▶ **PROVIDED MATERIAL**:
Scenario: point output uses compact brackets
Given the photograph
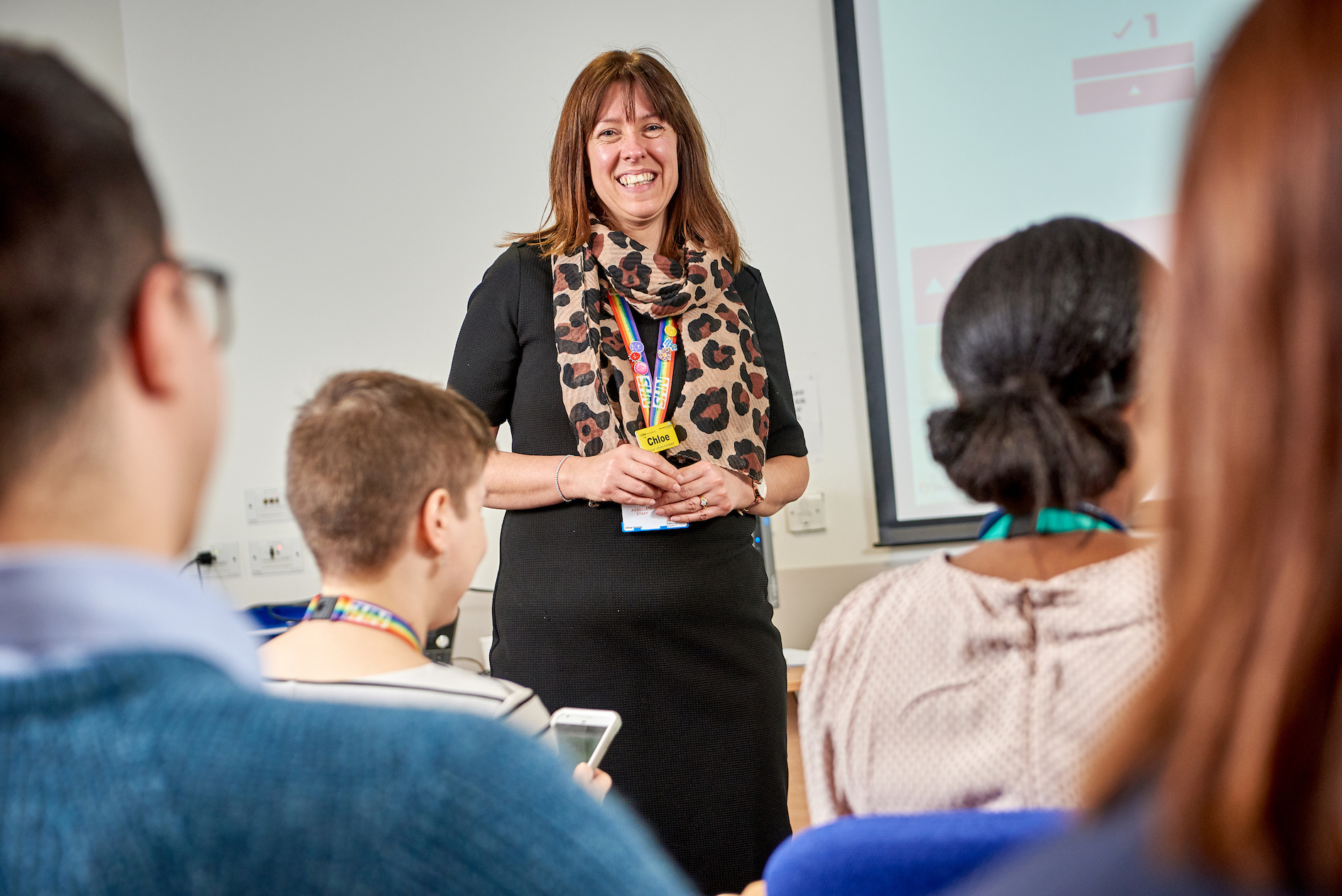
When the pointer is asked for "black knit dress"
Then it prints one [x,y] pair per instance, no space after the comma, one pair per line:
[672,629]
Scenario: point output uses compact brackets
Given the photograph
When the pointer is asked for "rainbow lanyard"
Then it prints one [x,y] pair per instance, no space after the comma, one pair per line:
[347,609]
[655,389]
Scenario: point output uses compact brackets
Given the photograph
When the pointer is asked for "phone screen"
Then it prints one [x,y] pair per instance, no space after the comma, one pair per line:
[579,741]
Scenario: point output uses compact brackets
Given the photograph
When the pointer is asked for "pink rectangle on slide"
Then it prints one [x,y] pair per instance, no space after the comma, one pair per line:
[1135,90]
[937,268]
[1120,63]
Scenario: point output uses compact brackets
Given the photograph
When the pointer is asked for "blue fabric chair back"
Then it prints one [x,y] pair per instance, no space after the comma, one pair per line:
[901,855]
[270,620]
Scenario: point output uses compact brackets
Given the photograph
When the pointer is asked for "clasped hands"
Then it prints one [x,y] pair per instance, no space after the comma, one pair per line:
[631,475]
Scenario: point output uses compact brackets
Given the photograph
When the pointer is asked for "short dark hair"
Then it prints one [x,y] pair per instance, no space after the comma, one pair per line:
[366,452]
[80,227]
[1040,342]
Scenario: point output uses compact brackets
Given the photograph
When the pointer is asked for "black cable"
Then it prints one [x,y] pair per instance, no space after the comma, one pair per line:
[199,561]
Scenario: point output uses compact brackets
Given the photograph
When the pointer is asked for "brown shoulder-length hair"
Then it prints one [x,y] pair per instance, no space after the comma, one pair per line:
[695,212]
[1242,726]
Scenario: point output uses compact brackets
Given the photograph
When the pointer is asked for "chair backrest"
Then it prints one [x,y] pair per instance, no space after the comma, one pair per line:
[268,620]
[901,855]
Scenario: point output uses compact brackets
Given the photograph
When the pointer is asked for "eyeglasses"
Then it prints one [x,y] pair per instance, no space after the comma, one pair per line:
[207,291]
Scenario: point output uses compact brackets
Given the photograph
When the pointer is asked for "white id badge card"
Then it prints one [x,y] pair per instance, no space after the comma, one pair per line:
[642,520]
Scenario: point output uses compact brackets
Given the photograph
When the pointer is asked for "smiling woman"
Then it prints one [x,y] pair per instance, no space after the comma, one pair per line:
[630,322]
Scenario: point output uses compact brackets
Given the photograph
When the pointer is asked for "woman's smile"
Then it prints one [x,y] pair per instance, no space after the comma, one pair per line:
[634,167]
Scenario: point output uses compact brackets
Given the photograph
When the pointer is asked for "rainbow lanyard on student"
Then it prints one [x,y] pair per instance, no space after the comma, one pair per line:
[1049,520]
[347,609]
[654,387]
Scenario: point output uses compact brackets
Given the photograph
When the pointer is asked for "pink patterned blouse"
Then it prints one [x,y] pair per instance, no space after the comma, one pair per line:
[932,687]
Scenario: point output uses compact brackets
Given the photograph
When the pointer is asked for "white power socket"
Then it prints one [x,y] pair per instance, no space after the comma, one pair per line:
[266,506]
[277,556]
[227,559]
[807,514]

...

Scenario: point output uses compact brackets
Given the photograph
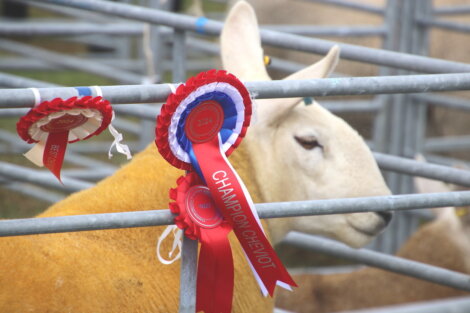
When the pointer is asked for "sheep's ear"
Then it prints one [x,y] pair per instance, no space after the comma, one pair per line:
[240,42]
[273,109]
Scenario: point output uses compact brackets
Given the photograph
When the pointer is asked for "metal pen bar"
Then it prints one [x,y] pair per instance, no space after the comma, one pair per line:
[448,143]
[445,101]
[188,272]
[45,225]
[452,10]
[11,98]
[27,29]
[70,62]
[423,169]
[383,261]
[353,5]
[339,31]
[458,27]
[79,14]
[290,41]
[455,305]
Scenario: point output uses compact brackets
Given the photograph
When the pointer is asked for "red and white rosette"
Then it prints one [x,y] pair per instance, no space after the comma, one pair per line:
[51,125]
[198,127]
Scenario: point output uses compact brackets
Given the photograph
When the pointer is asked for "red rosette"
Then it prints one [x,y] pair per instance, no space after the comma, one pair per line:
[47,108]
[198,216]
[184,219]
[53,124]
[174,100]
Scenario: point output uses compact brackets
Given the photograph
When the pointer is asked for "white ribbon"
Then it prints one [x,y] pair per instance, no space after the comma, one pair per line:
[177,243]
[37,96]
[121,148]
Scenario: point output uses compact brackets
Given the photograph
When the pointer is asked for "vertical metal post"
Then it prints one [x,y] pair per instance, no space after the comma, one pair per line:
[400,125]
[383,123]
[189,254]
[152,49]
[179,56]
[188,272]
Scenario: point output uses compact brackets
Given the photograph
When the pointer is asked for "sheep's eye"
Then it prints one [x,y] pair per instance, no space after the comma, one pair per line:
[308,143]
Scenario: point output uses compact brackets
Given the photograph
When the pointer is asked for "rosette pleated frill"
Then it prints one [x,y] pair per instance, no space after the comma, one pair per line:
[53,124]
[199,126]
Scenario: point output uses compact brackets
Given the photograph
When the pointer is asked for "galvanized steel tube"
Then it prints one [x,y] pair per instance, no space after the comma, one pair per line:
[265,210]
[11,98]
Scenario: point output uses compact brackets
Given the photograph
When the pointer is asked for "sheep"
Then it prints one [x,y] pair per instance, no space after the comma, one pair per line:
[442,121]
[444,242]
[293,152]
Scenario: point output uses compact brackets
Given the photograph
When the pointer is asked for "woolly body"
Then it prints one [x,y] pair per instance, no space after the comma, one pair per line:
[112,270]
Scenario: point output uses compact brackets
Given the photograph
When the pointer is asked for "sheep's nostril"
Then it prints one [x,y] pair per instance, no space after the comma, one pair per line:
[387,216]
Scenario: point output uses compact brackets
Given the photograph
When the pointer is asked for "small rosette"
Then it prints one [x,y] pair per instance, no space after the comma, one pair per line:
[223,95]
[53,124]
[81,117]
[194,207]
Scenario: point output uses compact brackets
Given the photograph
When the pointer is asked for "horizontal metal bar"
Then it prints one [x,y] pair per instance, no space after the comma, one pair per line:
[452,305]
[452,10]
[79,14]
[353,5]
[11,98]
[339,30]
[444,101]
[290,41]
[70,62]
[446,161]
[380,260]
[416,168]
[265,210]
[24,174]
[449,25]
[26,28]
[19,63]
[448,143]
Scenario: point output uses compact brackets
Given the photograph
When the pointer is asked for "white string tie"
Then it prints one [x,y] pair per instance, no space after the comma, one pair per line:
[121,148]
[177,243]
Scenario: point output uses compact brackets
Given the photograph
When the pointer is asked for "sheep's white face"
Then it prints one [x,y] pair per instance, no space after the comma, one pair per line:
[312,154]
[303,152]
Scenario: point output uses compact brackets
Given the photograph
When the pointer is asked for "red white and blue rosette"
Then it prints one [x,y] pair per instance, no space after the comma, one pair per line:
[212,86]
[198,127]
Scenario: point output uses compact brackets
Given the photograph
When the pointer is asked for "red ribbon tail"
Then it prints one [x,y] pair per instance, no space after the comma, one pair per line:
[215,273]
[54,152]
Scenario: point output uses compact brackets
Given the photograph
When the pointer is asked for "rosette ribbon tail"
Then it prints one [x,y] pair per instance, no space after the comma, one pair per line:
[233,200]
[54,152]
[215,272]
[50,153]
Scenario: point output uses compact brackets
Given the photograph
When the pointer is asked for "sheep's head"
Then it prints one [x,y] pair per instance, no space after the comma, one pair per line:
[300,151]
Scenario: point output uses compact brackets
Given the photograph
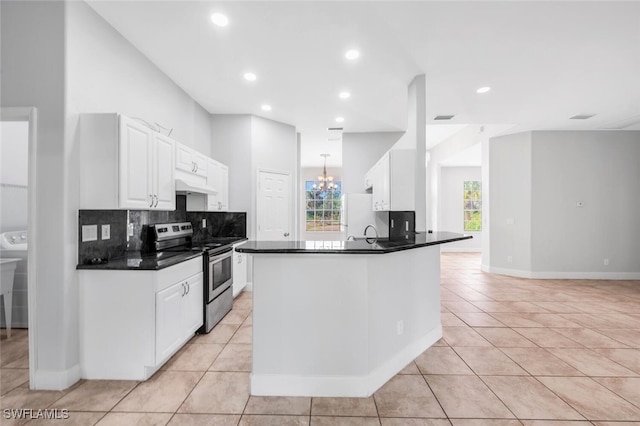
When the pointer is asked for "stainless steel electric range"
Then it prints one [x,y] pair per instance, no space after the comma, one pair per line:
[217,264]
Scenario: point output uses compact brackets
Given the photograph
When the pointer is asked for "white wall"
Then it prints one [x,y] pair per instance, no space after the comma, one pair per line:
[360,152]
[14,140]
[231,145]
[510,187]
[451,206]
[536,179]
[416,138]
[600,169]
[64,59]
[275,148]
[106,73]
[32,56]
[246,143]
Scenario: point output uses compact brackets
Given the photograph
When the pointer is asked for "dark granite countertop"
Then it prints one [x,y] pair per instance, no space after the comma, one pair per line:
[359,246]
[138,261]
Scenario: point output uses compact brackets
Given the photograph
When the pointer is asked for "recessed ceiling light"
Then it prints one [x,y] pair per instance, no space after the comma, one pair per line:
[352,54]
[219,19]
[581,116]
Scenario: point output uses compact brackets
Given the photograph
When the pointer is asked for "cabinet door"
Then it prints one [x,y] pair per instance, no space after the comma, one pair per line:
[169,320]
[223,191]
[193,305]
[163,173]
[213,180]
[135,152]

▶ **OBJECTIVE**: Collect every line of the rows above that contains the string "rainbow". Case counts, so match only that exact capitalization.

▶ **TASK OUTPUT**:
When the pointer is asked for "rainbow lanyard"
When the pointer is asked for "rainbow lanyard on student"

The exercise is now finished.